PROBLEM REQUIREMENTS ▸ Please revise the material below so that "set a marker" becomes "place a point" everywhere it occurs, with everything else left unchanged. Leave the pictures out of your answer.

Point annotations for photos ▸

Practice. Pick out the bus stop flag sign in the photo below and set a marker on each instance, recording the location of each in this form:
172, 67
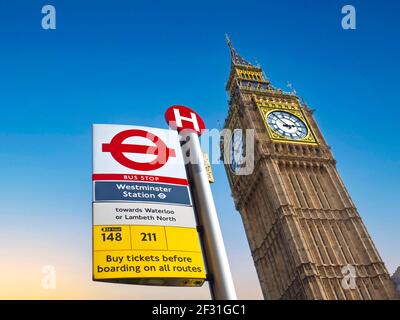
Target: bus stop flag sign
144, 228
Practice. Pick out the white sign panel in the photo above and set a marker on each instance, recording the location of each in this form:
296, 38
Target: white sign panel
143, 214
137, 153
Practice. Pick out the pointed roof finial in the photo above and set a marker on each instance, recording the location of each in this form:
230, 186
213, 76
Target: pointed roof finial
236, 59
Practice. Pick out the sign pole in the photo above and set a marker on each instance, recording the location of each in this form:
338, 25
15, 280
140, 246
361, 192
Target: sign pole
190, 125
221, 284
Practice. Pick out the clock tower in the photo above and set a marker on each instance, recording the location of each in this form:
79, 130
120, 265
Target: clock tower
306, 237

SOLUTION TO THE EXERCISE ▸
Practice. Pick out the bus stop flag sign in the photo below and place a point on each instance, recording the location of each in this form:
172, 67
Target: bus stop flag sign
144, 228
Practice. Pick out the white sign panel in the photo above and place a point on each instance, recording the location of each in this form:
296, 38
Target: white sign panel
143, 214
137, 153
Practice. Pick out the pointed roof finial in the photo above and place a point on each instance, recording the location of each in this form:
230, 186
213, 76
Target: pointed roof finial
236, 59
Practice. Pick out the sign pole in the photo above and place a point on each instance, recording the location of each in this form:
338, 25
15, 280
140, 246
361, 192
Target: sign pole
190, 125
221, 284
Practice. Pick out the clock tower in the photo above and place a point on each instance, recording the location of each in this form:
79, 130
120, 265
Target: clock tower
306, 237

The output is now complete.